-- EXERCISE OBJECTIVE --
Copy out the blog post below word for word, in full.

==== QUOTED PASSAGE ====

Tuesday, October 9, 2018

eighth iteration

I don't pay much attention to the passing of time any longer... for whatever reason.  It comes and goes, ebbs and flows, sometimes flies and at others drags.  This last year I've just had my nose down, doing my thing, ignoring it.  I used to feel the incessant need to constantly keep the world updated with monthly updates and mundane thoughts scattered in between.  As I got older, those types of blogs seemed to melt into the horizon, only to be replaced by stories with much more meaning and heart.  A break up.  The healing.  A return to traditions, etc.

After the New Year turned over I shifted my focus inward and stopped worrying about keeping the world abreast of my situation.  Aside from what I felt was a necessary update on the one year anniversary of my breakup, I stuck to this new mantra and kept to myself.  Sometimes to my detriment, sure, but for the most part to great success.  Admittedly (and before I knew it), autumn descended on Minneapolis; the sun went away, replaced by rainy days and cloudy skies, leaves turned amber and now yellow as they wash down the streets.  And a so familiar yet so comforting cold starts seeping in through the walls.

==== DATA SHOWN ====

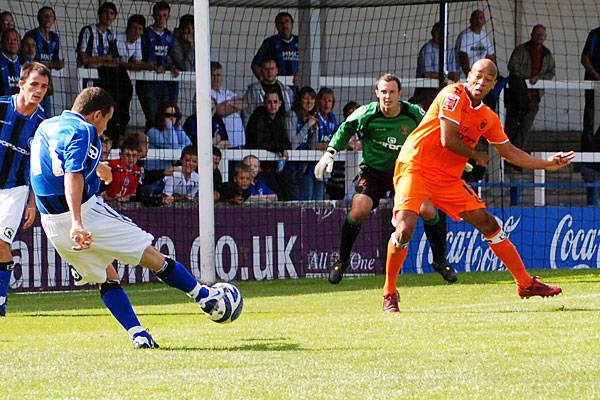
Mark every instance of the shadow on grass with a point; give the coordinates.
(157, 294)
(264, 345)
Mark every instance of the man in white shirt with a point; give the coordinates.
(229, 106)
(183, 185)
(473, 44)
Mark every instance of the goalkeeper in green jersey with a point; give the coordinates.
(382, 127)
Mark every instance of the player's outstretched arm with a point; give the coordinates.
(74, 193)
(30, 211)
(450, 140)
(518, 157)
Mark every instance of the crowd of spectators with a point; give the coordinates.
(270, 115)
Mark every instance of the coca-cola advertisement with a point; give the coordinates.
(265, 243)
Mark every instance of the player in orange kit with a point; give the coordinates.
(430, 165)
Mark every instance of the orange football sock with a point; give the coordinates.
(506, 251)
(393, 265)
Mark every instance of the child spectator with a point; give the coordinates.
(157, 46)
(183, 44)
(217, 177)
(47, 42)
(302, 131)
(183, 185)
(126, 173)
(219, 132)
(259, 190)
(28, 50)
(237, 192)
(167, 133)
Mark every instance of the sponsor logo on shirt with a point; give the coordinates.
(450, 102)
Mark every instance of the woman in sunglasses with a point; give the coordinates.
(166, 133)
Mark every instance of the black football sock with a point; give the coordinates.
(436, 230)
(350, 231)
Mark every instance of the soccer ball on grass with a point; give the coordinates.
(228, 308)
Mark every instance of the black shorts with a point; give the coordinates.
(374, 183)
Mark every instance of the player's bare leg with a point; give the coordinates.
(360, 210)
(406, 222)
(504, 249)
(174, 274)
(434, 222)
(6, 268)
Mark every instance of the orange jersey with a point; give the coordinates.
(423, 147)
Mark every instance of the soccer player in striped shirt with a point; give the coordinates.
(20, 115)
(86, 232)
(430, 165)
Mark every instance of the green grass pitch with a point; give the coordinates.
(309, 340)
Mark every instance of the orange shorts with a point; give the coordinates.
(413, 186)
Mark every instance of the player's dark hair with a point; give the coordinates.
(351, 105)
(41, 11)
(189, 151)
(93, 99)
(272, 90)
(267, 60)
(136, 19)
(129, 142)
(389, 78)
(160, 6)
(40, 68)
(283, 14)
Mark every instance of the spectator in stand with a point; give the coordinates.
(10, 63)
(327, 124)
(255, 94)
(166, 133)
(302, 130)
(28, 51)
(283, 48)
(126, 174)
(150, 192)
(7, 21)
(259, 190)
(336, 184)
(157, 47)
(236, 192)
(97, 48)
(183, 44)
(529, 61)
(217, 177)
(229, 106)
(590, 139)
(428, 66)
(473, 43)
(106, 148)
(183, 185)
(47, 42)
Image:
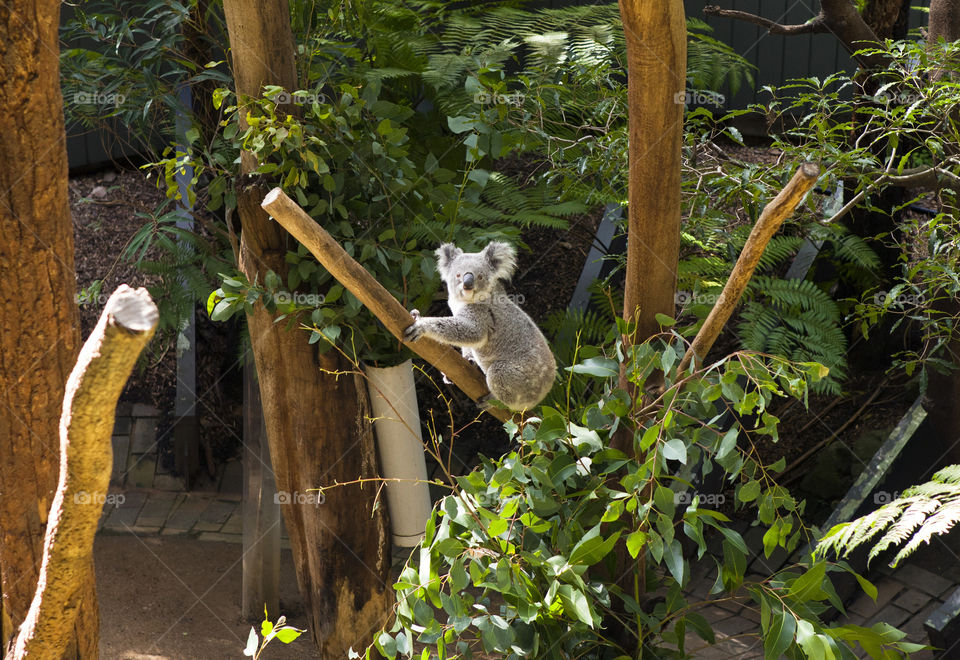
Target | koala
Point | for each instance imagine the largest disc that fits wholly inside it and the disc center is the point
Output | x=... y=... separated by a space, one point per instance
x=490 y=328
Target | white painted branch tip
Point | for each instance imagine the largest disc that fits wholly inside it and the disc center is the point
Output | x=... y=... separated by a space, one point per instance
x=132 y=309
x=270 y=197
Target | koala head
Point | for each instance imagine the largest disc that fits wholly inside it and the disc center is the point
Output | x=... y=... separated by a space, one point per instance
x=473 y=276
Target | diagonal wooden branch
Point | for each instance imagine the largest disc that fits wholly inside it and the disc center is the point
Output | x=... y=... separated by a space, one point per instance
x=813 y=26
x=374 y=297
x=773 y=215
x=86 y=424
x=837 y=17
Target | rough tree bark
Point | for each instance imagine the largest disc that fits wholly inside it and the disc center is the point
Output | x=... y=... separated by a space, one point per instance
x=86 y=458
x=316 y=412
x=656 y=40
x=39 y=323
x=774 y=213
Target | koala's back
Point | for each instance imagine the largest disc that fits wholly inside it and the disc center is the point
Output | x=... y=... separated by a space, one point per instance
x=516 y=357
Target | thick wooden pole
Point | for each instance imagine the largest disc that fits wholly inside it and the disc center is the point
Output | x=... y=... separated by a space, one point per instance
x=86 y=458
x=315 y=407
x=39 y=319
x=371 y=293
x=773 y=215
x=656 y=38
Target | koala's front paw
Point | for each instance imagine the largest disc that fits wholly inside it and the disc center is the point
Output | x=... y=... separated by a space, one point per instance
x=415 y=331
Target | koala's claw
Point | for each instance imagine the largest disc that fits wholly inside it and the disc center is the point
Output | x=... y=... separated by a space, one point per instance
x=415 y=330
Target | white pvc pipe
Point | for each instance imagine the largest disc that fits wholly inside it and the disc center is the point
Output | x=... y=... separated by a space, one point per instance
x=400 y=445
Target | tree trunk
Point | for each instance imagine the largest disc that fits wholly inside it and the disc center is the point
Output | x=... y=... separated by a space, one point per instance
x=86 y=424
x=316 y=411
x=39 y=323
x=656 y=40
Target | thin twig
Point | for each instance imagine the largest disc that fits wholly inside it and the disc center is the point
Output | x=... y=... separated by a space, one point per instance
x=823 y=443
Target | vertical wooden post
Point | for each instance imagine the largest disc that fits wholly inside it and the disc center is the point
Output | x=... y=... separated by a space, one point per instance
x=261 y=508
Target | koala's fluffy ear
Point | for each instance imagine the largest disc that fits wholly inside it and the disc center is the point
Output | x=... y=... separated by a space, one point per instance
x=446 y=253
x=502 y=258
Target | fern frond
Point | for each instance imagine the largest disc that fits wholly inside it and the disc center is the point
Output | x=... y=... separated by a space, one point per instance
x=924 y=511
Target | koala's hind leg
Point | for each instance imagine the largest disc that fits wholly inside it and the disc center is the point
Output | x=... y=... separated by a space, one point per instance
x=508 y=385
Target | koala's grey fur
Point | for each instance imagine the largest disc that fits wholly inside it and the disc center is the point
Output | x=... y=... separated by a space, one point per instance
x=492 y=330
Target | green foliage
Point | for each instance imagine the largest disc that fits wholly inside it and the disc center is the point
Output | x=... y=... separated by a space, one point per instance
x=519 y=561
x=795 y=319
x=390 y=183
x=125 y=61
x=919 y=514
x=888 y=134
x=269 y=631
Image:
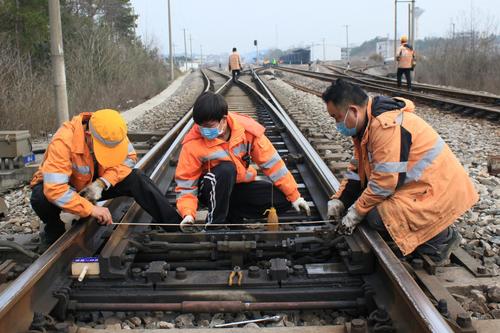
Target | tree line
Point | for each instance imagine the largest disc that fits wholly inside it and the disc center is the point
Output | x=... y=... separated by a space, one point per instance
x=107 y=65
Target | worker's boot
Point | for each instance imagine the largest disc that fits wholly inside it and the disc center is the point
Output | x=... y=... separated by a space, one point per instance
x=440 y=253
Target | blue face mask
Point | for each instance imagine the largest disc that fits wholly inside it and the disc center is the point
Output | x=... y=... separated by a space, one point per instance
x=210 y=132
x=344 y=130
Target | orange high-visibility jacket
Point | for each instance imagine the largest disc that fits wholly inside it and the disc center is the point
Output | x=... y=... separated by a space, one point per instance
x=198 y=155
x=234 y=61
x=405 y=56
x=408 y=172
x=68 y=166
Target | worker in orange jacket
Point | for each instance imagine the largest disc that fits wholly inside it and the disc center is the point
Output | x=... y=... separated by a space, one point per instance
x=405 y=57
x=89 y=159
x=214 y=167
x=403 y=177
x=235 y=65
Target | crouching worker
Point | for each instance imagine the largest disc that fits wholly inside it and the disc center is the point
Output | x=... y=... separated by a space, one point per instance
x=89 y=159
x=403 y=178
x=214 y=166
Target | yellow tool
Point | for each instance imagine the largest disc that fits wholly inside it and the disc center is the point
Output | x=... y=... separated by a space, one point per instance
x=272 y=219
x=236 y=271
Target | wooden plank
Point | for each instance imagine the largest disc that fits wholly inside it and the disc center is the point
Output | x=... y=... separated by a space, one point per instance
x=298 y=329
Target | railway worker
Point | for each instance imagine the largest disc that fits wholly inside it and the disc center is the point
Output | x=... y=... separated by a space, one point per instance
x=214 y=167
x=403 y=177
x=89 y=159
x=235 y=65
x=406 y=62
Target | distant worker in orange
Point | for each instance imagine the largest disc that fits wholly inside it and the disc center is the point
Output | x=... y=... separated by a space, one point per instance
x=403 y=178
x=235 y=65
x=89 y=159
x=406 y=61
x=214 y=167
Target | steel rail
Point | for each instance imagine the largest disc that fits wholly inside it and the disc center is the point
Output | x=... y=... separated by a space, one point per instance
x=32 y=291
x=417 y=302
x=490 y=111
x=477 y=96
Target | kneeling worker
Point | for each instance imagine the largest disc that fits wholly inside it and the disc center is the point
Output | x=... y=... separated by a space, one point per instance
x=214 y=166
x=403 y=177
x=89 y=159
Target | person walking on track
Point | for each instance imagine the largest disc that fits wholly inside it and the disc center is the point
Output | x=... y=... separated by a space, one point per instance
x=406 y=62
x=235 y=65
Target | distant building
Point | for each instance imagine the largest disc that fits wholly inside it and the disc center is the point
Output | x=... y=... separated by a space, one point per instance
x=385 y=48
x=343 y=53
x=296 y=56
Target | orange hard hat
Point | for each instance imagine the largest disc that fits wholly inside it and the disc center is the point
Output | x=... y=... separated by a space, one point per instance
x=109 y=134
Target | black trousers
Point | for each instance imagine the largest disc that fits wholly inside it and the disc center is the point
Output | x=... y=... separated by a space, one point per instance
x=374 y=220
x=230 y=202
x=136 y=185
x=236 y=73
x=407 y=73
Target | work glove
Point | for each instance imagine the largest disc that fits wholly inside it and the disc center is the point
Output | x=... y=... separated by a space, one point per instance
x=68 y=217
x=301 y=204
x=187 y=224
x=93 y=192
x=350 y=221
x=335 y=209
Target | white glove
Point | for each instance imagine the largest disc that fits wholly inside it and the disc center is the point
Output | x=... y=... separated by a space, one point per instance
x=335 y=209
x=350 y=221
x=93 y=192
x=301 y=204
x=68 y=217
x=187 y=223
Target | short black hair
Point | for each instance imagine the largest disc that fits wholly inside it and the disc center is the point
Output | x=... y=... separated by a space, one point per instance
x=209 y=106
x=342 y=93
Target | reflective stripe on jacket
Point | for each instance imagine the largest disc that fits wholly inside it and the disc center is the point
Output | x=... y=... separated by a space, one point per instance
x=405 y=56
x=234 y=61
x=409 y=173
x=68 y=167
x=198 y=155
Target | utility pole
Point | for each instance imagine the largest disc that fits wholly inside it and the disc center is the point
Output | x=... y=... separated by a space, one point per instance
x=413 y=23
x=185 y=50
x=191 y=50
x=170 y=47
x=324 y=57
x=57 y=55
x=347 y=44
x=395 y=27
x=409 y=24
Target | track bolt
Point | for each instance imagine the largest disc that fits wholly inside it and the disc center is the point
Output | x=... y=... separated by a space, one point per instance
x=417 y=263
x=443 y=307
x=464 y=320
x=253 y=272
x=358 y=326
x=180 y=273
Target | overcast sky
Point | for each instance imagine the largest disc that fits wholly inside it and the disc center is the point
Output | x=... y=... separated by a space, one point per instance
x=219 y=25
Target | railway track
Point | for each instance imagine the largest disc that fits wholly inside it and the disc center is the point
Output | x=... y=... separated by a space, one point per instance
x=480 y=105
x=303 y=266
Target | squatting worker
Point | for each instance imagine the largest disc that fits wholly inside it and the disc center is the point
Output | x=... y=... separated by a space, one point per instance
x=89 y=159
x=403 y=177
x=235 y=65
x=405 y=57
x=214 y=166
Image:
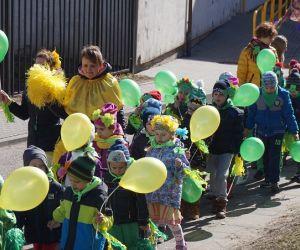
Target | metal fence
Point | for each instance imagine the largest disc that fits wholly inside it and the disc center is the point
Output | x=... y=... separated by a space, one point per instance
x=66 y=25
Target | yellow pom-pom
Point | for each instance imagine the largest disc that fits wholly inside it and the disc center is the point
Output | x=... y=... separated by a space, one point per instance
x=45 y=86
x=238 y=167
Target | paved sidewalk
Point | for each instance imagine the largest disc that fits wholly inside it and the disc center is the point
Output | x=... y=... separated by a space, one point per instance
x=12 y=132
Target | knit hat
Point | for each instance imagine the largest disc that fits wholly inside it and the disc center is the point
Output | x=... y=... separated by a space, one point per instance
x=185 y=85
x=222 y=86
x=294 y=64
x=107 y=116
x=164 y=122
x=151 y=94
x=279 y=43
x=33 y=152
x=293 y=79
x=230 y=77
x=119 y=152
x=83 y=168
x=269 y=79
x=278 y=71
x=225 y=75
x=150 y=108
x=197 y=96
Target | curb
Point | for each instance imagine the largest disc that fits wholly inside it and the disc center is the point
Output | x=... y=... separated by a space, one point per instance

====

-- WRITTEN ANSWER --
Tuesday, October 9, 2018

eighth iteration

I don't pay much attention to the passing of time any longer... for whatever reason.  It comes and goes, ebbs and flows, sometimes flies and at others drags.  This last year I've just had my nose down, doing my thing, ignoring it.  I used to feel the incessant need to constantly keep the world updated with monthly updates and mundane thoughts scattered in between.  As I got older, those types of blogs seemed to melt into the horizon, only to be replaced by stories with much more meaning and heart.  A break up.  The healing.  A return to traditions, etc.

After the New Year turned over I shifted my focus inward and stopped worrying about keeping the world abreast of my situation.  Aside from what I felt was a necessary update on the one year anniversary of my breakup, I stuck to this new mantra and kept to myself.  Sometimes to my detriment, sure, but for the most part to great success.  Admittedly (and before I knew it), autumn descended on Minneapolis; the sun went away, replaced by rainy days and cloudy skies, leaves turned amber and now yellow as they wash down the streets.  And a so familiar yet so comforting cold starts seeping in through the walls.